Write out the material below line for line, changing nothing.

Stored data:

■ ■ ■ ■

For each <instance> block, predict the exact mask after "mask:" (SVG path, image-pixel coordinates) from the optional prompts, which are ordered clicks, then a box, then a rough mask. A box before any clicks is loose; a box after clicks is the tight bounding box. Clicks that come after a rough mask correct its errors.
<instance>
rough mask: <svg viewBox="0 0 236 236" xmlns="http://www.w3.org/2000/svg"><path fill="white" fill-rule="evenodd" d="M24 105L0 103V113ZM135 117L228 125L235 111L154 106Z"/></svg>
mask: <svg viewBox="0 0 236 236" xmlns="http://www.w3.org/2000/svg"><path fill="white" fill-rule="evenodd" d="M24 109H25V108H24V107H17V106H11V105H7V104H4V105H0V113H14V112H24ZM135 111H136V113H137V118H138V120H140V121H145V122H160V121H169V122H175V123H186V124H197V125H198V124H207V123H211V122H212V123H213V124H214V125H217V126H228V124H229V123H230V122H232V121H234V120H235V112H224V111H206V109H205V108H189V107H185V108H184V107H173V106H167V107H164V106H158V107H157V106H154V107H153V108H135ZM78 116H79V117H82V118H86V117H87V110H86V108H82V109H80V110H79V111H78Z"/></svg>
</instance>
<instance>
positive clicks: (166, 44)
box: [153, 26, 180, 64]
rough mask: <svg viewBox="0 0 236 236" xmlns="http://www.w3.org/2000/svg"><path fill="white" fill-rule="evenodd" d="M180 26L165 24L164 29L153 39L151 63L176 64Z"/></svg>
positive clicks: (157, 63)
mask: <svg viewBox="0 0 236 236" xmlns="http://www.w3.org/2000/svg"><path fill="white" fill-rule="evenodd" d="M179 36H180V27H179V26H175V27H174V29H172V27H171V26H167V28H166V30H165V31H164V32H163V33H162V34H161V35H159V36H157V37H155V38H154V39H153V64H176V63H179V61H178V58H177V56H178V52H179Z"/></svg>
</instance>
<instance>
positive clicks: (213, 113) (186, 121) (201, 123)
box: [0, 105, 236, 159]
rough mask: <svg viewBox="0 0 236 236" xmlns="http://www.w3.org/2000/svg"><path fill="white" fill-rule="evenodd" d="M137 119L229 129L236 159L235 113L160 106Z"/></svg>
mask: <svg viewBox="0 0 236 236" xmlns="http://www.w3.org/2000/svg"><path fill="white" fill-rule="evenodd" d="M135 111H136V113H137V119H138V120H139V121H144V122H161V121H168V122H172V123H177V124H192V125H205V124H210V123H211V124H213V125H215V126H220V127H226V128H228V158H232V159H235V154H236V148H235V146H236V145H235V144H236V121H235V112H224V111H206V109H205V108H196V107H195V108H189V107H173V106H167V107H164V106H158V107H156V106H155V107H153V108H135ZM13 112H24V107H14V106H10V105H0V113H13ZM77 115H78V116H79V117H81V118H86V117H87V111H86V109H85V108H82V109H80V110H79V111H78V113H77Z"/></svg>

■ ■ ■ ■

# Result of the exercise:
For each <instance> block, predict the exact mask after "mask:" (SVG path, image-pixel coordinates) from the optional prompts, which are ordered clicks, then a box, then a rough mask. A box before any clicks is loose; a box after clicks is the tight bounding box. Clicks that come after a rough mask correct its errors.
<instance>
rough mask: <svg viewBox="0 0 236 236" xmlns="http://www.w3.org/2000/svg"><path fill="white" fill-rule="evenodd" d="M24 105L0 103V113ZM135 117L228 125L235 111L154 106Z"/></svg>
mask: <svg viewBox="0 0 236 236" xmlns="http://www.w3.org/2000/svg"><path fill="white" fill-rule="evenodd" d="M24 109H25V108H24V107H17V106H11V105H7V104H4V105H0V113H14V112H24ZM135 111H136V113H137V118H138V120H140V121H145V122H160V121H169V122H175V123H186V124H197V125H198V124H207V123H211V122H212V123H213V124H214V125H217V126H228V124H229V123H230V122H232V121H234V120H235V112H224V111H206V109H205V108H189V107H185V108H184V107H173V106H167V107H164V106H158V107H157V106H154V107H153V108H135ZM78 116H79V117H82V118H86V117H87V110H86V108H82V109H80V110H79V111H78Z"/></svg>
</instance>
<instance>
positive clicks: (166, 44)
box: [153, 26, 180, 64]
rough mask: <svg viewBox="0 0 236 236" xmlns="http://www.w3.org/2000/svg"><path fill="white" fill-rule="evenodd" d="M180 26L165 24L164 29L153 39L151 63L176 64Z"/></svg>
positive clicks: (157, 63)
mask: <svg viewBox="0 0 236 236" xmlns="http://www.w3.org/2000/svg"><path fill="white" fill-rule="evenodd" d="M179 36H180V27H179V26H175V27H174V29H172V27H171V26H167V28H166V30H165V31H164V32H163V33H162V34H161V35H159V36H157V37H155V38H154V39H153V64H176V63H179V61H178V58H177V56H178V52H179Z"/></svg>
</instance>
<instance>
positive clicks: (213, 113) (186, 121) (201, 123)
box: [0, 105, 236, 159]
rough mask: <svg viewBox="0 0 236 236" xmlns="http://www.w3.org/2000/svg"><path fill="white" fill-rule="evenodd" d="M137 119L229 129L236 159L235 113L160 106Z"/></svg>
mask: <svg viewBox="0 0 236 236" xmlns="http://www.w3.org/2000/svg"><path fill="white" fill-rule="evenodd" d="M135 111H136V113H137V119H138V120H139V121H144V122H161V121H168V122H172V123H177V124H192V125H205V124H210V123H211V124H213V125H215V126H220V127H226V128H228V158H232V159H235V154H236V148H235V146H236V145H235V144H236V121H235V112H224V111H206V109H205V108H196V107H195V108H189V107H173V106H167V107H164V106H158V107H156V106H155V107H153V108H135ZM13 112H24V107H14V106H10V105H0V113H13ZM77 115H78V116H79V117H81V118H86V117H87V111H86V109H85V108H82V109H80V110H79V111H78V113H77Z"/></svg>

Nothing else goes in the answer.